Task to complete -
Restate the stretch of the notes offering text from "The net proceeds to" through "customary closing conditions.", putting "net cash proceeds" wherever "net proceeds" appears.

Source excerpt -
---------------
The net proceeds to the Company from the sale of the Notes were approximately $987.5 million, after deducting underwriters’ discounts and estimated offering expenses payable by the Company. The Company intends to use the net proceeds from the offering of the Notes for general corporate purposes, which may include working capital, capital expenditures, repayment of commercial paper borrowings and to finance acquisitions, including to fund a portion of the purchase price of the Company’s pending acquisition of Edward Don & Company, a leading distributor of foodservice equipment, supplies, and disposables based in Chicago, Illinois. The acquisition, which was announced October 11, 2023, is subject to regulatory approval and other customary closing conditions.

The 2029 Notes pay interest at the rate of 5.750% per annum and the 2034 Notes pay interest at the rate of 6.000% per annum, which shall be payable in cash semi-annually in arrears on January 17 and July 17, beginning July 17, 2024. The 2029 Notes will mature on January 17, 2029 and the 2034 Notes will mature on January 17, 2034.

The Notes are unsecured obligations of the Company and will rank equally in right of payment with all the Company’s other existing and future unsecured senior indebtedness, effectively junior in right of payment to its future secured indebtedness to the extent of the value of the assets securing that indebtedness and senior to any of its future subordinated indebtedness. The subsidiary guarantees are unsecured obligations of the respective Subsidiary Guarantors. The subsidiary guarantees will rank equally in right of payment with all other existing and future unsecured senior indebtedness of the Subsidiary Guarantors and will effectively rank junior to any future secured indebtedness of the Subsidiary Guarantors to the extent of the value of the assets securing such indebtedness.

Prior to December 17, 2028 with regard to the 2029 Notes (one month prior to their maturity date) (the “2029 Notes Par Call Date”) and prior to October 17, 2033 with regard to the 2034 Notes (three months prior to their maturity date) (the “2034 Notes Par Call Date” and, together with the 2029 Notes Par Call Date, each is referred to hereinafter as a “Par Call Date”), the Company may redeem the Notes of such series at its option, in whole or in part, at any time and from time to time, at a redemption price equal to the greater of (1) a “make-whole” amount calculated by reference to the sum of the present values of the remaining scheduled payments of principal and interest on the Notes of the applicable series being redeemed discounted to the date of redemption and (2) 100% of the principal amount of the Notes of the applicable series to be redeemed, plus, in either case, accrued and unpaid interest thereon to, but excluding, the date of redemption. On or after the applicable Par Call Date, the Company may redeem the Notes of such series at its option, in whole or in part, at any time and from time to time, at a redemption price equal to 100% of the principal amount of the Notes being redeemed plus accrued and unpaid interest thereon to the date of redemption.
---------------
Supplied material -
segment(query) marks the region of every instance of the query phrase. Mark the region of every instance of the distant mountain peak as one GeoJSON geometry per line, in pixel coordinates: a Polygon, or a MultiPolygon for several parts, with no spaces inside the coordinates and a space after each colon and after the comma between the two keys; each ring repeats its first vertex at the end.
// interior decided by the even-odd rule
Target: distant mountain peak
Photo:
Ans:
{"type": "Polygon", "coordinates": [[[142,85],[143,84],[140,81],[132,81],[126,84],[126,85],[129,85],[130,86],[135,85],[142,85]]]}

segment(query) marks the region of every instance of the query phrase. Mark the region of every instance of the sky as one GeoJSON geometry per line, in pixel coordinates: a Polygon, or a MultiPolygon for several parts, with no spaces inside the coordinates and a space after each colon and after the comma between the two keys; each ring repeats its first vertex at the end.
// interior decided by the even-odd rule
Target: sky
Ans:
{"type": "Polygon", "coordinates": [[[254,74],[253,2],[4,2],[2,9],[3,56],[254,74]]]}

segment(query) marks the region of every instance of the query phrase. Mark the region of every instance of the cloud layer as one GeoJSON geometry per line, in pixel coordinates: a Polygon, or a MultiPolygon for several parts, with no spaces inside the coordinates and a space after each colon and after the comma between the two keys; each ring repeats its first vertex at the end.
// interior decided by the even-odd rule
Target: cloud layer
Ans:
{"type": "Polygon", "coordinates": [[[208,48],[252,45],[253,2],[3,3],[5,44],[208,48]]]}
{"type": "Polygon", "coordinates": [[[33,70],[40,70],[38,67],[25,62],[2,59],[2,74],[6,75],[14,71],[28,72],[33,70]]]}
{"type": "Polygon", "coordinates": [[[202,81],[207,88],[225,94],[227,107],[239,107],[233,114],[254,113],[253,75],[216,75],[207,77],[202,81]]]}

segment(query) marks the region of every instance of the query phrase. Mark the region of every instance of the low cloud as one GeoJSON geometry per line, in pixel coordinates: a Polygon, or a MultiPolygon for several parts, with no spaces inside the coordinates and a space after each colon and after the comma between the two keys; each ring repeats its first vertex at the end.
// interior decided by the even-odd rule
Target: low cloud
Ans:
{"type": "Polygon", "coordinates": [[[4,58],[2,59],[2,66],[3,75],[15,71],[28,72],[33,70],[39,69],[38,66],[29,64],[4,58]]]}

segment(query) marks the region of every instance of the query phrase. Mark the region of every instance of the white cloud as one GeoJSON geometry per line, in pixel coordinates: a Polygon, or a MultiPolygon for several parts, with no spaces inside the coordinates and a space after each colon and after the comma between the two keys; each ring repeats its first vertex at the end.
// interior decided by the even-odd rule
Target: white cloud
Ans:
---------------
Right answer -
The net cash proceeds to the Company from the sale of the Notes were approximately $987.5 million, after deducting underwriters’ discounts and estimated offering expenses payable by the Company. The Company intends to use the net cash proceeds from the offering of the Notes for general corporate purposes, which may include working capital, capital expenditures, repayment of commercial paper borrowings and to finance acquisitions, including to fund a portion of the purchase price of the Company’s pending acquisition of Edward Don & Company, a leading distributor of foodservice equipment, supplies, and disposables based in Chicago, Illinois. The acquisition, which was announced October 11, 2023, is subject to regulatory approval and other customary closing conditions.